#### Available data ####
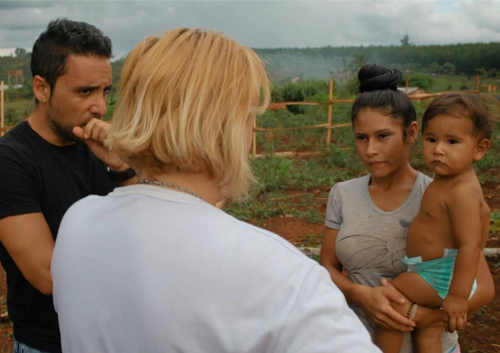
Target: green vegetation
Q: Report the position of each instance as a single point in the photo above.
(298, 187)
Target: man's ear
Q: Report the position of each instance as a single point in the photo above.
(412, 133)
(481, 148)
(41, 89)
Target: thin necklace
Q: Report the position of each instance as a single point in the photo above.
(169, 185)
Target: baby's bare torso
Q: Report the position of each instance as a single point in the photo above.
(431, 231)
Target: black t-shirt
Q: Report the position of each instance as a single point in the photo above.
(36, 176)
####
#### Available data ####
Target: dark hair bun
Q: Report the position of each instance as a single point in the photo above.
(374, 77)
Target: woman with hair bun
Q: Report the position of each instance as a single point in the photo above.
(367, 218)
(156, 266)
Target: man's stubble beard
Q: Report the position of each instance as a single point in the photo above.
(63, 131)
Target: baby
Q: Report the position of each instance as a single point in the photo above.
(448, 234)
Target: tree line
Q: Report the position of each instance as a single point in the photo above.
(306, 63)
####
#### Available data ####
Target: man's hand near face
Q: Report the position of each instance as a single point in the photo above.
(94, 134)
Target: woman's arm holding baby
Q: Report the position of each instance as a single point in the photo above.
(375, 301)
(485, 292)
####
→ **Objective**:
Collect every line in the items above that contains the string "baby", and copy each one in full.

→ **Written answer**:
Target: baby's bare torso
Target: baby
Target: woman's arm holding baby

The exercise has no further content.